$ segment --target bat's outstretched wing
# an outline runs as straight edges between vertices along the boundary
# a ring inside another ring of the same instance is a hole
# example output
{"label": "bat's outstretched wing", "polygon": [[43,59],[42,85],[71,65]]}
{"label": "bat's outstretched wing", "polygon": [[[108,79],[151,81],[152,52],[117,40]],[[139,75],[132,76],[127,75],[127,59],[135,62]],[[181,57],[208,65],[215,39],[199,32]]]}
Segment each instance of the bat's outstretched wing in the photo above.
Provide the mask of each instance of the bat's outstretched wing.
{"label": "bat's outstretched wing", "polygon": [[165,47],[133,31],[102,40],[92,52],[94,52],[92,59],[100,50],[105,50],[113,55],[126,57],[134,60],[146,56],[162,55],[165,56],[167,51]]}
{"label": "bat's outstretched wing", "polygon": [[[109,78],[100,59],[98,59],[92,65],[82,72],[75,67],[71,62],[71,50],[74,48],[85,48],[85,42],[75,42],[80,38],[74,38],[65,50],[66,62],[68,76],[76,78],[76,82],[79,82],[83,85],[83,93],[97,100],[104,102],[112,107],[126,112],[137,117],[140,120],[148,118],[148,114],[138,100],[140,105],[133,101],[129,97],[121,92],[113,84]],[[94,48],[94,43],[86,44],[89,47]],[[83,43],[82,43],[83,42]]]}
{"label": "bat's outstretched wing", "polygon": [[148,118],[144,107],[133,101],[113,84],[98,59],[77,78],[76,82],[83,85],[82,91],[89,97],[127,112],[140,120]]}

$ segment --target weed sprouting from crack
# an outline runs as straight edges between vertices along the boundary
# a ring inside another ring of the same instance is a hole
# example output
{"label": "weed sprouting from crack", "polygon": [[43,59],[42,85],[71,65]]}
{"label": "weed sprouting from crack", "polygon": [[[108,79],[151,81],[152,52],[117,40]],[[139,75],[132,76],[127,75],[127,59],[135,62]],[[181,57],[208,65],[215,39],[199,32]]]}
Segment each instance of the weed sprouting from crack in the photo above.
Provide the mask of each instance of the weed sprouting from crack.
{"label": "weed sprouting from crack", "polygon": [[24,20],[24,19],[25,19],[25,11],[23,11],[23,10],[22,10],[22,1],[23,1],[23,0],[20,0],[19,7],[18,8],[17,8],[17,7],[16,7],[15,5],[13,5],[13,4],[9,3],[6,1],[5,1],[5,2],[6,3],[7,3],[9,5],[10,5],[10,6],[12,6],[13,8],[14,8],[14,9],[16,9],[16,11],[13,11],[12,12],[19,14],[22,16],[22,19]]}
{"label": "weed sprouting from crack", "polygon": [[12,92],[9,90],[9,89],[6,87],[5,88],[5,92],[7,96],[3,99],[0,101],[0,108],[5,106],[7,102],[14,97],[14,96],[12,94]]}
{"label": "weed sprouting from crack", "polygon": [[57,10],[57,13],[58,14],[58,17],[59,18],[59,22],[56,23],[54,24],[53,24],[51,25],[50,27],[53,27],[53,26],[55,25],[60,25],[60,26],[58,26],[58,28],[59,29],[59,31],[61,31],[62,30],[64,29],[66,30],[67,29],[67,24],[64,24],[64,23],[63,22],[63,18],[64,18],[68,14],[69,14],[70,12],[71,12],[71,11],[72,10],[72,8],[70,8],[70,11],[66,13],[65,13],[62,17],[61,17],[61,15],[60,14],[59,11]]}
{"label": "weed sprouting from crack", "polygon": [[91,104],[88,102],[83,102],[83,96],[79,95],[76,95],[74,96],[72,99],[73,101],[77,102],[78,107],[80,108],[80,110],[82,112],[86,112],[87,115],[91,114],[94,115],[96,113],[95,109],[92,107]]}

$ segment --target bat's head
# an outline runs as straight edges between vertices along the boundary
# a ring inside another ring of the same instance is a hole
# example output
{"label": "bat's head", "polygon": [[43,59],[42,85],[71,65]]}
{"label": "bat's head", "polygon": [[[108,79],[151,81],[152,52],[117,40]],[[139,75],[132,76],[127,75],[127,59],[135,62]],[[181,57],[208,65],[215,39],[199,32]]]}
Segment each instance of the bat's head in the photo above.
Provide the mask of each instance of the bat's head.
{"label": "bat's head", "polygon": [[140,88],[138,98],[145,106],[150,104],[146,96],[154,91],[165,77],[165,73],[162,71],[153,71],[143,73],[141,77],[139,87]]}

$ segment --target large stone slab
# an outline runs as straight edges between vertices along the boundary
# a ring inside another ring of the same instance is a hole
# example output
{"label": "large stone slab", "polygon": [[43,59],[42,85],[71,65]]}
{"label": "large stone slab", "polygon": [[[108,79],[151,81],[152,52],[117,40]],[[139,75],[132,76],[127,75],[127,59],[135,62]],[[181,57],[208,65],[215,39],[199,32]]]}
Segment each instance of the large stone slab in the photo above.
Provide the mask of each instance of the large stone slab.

=== AIM ===
Can you reproduce, word for word, the part that opens with the line containing "--target large stone slab" and runs through the last line of the items above?

=== RESPONSE TO THE TASK ===
$ segment --target large stone slab
# an outline runs as straight edges between vertices along the boundary
# a ring inside another ring of the same instance is a hole
# example output
{"label": "large stone slab", "polygon": [[43,59],[42,85],[71,65]]}
{"label": "large stone slab", "polygon": [[[108,79],[151,81],[152,52],[117,40]],[[139,75],[132,76],[127,75],[127,59],[135,62]],[[181,57],[208,65],[215,39],[199,32]]]}
Segment each instance of the large stone slab in the photo above.
Provide the mask of each instance of the large stone slab.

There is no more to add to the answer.